Extrait choisi →

La horde avance, masquée quand elle voudrait pouvoir respirer, pétrie de culpabilité là où elle n’est que pure victime, observée parfois par les valides ou ignorée, ramenée à une comptabilité, et à un ordre mondial… »
Ps: je sais qu’il n’y a aucun risque, mais sachez toutefois que la seule personne que je tiens à préserver de l’information de ma maladie est mon père qui vit à Paris et gère à 89 ans, son confinement courageusement, très assisté de mon frère et ma sœur à distance. Il me croit en croisière en mer.
Je vous embrasse toutes ».

LA BRINDILLE COVID 19 ENGRAISSÉE: LE RETOUR – 22 avril 2020
A vous toutes, qui m’avez écrit, qui m’avez soutenue, qui m’avez fait rire, qui m’avez émue.
Depuis mon dernier message, j’ai pu quitter l’hôpital enfin le 10 avril. Mon corps, avec une spectaculaire lenteur, tout en me jouant parfois des tours qui auraient pu mal tourner, a fini par se sevrer de l’apport d’oxygène qui m’aidait à respirer, sans qu’il soit besoin de recourir à un traitement corticoïde supplémentaire avec adjonction d’un antiviral, qui par son côté expérimental sur le Covid, ne me rassurait pas.

Détails de l'exercice → Recopiez mot pour mot tout le passage du récit sur le Covid, depuis « La horde avance, masquée » jusqu'à « qui m’avez émue. ».

Matériel fourni →
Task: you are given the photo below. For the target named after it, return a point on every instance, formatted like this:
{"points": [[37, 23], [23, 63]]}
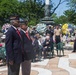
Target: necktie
{"points": [[27, 35], [18, 32]]}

Résultat obtenu →
La horde avance, masquée quand elle voudrait pouvoir respirer, pétrie de culpabilité là où elle n’est que pure victime, observée parfois par les valides ou ignorée, ramenée à une comptabilité, et à un ordre mondial… »
Ps: je sais qu’il n’y a aucun risque, mais sachez toutefois que la seule personne que je tiens à préserver de l’information de ma maladie est mon père qui vit à Paris et gère à 89 ans, son confinement courageusement, très assisté de mon frère et ma sœur à distance. Il me croit en croisière en mer.
Je vous embrasse toutes ».

LA BRINDILLE COVID 19 ENGRAISSÉE: LE RETOUR – 22 avril 2020
A vous toutes, qui m’avez écrit, qui m’avez soutenue, qui m’avez fait rire, qui m’avez émue.